> Goal A:
Answer these questions about the error report that follows:
(i) Which torch version does the poster have installed?
(ii) At which line of "eval.py" does the traceback begin?
(iii) At which line of "parallel_apply.py" is "raise output" called?
-------- Document section
I get the following error when I use your trained model to test on vid4 dataset. I was able to compile deformable convolution and have torch version = 0.3.1 and python = 3.6 with cuda = 9.
Kindly help!
Traceback (most recent call last):
File "eval.py", line 117, in
output, _ = model(lr)
File "/data3/conda/envs/mehran/torch031/lib/python3.6/site-packages/torch/nn/modules/module.py", line 357, in call
result = self.forward(*input, **kwargs)
File "/data3/conda/envs/mehran/torch031/lib/python3.6/site-packages/torch/nn/parallel/data_parallel.py", line 73, in forward
outputs = self.parallel_apply(replicas, inputs, kwargs)
File "/data3/conda/envs/mehran/torch031/lib/python3.6/site-packages/torch/nn/parallel/data_parallel.py", line 83, in parallel_apply
return parallel_apply(replicas, inputs, kwargs, self.device_ids[:len(replicas)])
File "/data3/conda/envs/mehran/torch031/lib/python3.6/site-packages/torch/nn/parallel/parallel_apply.py", line 67, in parallel_apply
raise output
File "/data3/conda/envs/mehran/torch031/lib/python3.6/site-packages/torch/nn/parallel/parallel_apply.py", line 42, in _worker
output = module(*input, **kwargs)
File "/data3/conda/envs/mehran/torch031/lib/python3.6/site-packages/torch/nn/modules/module.py", line 357, in call
result = self.forward(*input, **kwargs)
----------------
> Goal B:
From the entries below, please filter out and copy every line that contains the word "blurred".
-------- Data
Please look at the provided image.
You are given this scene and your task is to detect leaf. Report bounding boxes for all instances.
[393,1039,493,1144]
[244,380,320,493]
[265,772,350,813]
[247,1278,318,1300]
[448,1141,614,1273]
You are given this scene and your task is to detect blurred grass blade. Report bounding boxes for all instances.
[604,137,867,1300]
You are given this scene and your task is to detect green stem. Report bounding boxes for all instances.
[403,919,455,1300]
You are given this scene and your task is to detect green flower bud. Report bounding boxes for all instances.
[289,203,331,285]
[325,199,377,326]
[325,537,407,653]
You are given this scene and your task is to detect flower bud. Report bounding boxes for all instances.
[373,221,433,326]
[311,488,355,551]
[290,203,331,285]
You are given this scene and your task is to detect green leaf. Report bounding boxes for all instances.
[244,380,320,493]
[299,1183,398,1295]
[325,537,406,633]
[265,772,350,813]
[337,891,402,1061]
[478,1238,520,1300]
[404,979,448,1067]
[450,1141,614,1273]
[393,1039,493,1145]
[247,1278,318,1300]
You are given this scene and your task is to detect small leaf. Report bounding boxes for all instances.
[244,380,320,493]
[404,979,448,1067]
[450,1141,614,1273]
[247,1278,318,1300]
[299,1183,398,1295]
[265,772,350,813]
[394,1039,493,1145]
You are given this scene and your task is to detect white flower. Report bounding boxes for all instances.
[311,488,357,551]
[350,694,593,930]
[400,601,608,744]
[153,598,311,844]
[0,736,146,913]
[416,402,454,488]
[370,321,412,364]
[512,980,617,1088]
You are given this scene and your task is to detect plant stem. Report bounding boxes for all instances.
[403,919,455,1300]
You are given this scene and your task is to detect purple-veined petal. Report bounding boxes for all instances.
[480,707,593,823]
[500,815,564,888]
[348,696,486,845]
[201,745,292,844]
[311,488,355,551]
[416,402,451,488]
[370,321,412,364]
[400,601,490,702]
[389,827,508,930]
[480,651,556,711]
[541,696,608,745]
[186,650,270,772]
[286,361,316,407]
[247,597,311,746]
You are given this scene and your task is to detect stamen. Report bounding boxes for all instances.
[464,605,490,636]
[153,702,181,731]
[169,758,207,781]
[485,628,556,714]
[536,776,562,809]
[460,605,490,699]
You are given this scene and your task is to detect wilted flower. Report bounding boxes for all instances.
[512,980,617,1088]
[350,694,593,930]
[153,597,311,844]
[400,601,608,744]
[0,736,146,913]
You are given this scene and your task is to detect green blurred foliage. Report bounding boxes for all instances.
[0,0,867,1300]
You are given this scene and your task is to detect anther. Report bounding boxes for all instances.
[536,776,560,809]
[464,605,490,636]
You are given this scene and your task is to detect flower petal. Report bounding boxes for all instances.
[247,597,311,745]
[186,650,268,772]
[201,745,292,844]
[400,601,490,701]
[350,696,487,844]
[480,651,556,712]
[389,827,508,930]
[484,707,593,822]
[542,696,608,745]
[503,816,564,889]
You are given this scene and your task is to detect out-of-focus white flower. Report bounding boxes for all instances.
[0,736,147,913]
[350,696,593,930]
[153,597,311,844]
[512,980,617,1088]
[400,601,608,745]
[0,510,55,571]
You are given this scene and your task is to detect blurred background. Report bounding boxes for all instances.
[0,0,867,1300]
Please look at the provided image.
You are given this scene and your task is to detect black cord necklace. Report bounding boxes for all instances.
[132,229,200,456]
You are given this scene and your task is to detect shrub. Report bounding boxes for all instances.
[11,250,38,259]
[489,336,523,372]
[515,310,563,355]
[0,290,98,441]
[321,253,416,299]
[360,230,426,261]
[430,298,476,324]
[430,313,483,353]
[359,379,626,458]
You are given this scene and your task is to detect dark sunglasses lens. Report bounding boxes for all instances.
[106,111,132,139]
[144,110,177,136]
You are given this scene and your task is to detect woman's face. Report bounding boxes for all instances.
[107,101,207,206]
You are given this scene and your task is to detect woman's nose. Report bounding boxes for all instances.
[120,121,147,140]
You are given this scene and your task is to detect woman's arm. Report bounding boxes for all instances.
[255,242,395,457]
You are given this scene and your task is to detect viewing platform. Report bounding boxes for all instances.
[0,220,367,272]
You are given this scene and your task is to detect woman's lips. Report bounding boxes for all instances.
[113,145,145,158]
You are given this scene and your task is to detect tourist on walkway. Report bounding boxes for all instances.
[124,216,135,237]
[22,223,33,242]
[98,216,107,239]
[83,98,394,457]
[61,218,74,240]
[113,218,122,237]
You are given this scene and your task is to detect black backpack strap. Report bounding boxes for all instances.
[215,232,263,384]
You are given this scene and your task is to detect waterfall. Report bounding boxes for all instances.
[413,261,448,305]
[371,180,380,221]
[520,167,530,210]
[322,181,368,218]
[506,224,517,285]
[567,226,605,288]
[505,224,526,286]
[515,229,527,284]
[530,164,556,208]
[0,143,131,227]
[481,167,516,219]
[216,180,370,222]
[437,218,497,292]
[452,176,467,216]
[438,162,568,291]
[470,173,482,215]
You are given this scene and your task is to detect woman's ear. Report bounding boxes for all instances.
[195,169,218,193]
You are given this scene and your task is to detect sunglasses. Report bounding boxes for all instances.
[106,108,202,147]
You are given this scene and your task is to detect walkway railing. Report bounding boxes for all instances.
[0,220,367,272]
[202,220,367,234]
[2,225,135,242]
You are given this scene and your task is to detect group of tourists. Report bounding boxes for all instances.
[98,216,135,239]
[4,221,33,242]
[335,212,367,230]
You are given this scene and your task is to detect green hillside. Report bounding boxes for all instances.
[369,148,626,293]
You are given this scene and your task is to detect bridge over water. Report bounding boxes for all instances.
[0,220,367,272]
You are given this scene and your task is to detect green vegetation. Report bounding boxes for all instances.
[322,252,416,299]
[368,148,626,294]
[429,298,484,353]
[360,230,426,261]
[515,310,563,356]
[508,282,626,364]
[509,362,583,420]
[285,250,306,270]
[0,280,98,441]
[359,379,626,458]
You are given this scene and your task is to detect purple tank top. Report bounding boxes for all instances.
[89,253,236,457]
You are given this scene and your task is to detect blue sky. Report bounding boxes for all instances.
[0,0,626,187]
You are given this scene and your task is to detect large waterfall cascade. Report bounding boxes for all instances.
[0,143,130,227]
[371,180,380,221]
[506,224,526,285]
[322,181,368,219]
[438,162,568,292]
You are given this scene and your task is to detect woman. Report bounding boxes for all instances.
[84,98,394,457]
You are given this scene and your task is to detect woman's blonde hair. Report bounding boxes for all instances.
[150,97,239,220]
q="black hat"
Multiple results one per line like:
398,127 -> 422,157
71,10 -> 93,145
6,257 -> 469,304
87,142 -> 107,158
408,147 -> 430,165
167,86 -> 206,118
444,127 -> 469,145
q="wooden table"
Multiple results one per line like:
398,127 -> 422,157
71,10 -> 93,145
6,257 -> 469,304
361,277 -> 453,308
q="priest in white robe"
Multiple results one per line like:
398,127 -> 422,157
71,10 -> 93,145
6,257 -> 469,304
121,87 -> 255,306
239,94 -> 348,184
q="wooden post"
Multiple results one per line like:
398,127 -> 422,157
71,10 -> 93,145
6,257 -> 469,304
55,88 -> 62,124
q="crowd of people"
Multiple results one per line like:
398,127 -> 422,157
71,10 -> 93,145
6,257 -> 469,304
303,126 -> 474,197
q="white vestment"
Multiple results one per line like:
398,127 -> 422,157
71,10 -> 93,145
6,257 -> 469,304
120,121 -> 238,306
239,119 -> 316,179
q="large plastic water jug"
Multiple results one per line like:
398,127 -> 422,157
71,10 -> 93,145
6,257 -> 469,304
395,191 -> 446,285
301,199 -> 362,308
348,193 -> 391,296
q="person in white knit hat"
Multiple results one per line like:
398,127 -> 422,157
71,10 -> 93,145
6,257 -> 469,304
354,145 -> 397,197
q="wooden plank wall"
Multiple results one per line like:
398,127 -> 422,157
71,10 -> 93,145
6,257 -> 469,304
----------------
> Complete answer A:
(i) 0.3.1
(ii) Line 117
(iii) Line 67

> Complete answer B:
You are given this scene and your task is to detect blurred grass blade. Report bounding boxes for all instances.
You are given this scene and your task is to detect green blurred foliage. Report bounding boxes for all instances.
You are given this scene and your task is to detect blurred background. Report bounding boxes for all instances.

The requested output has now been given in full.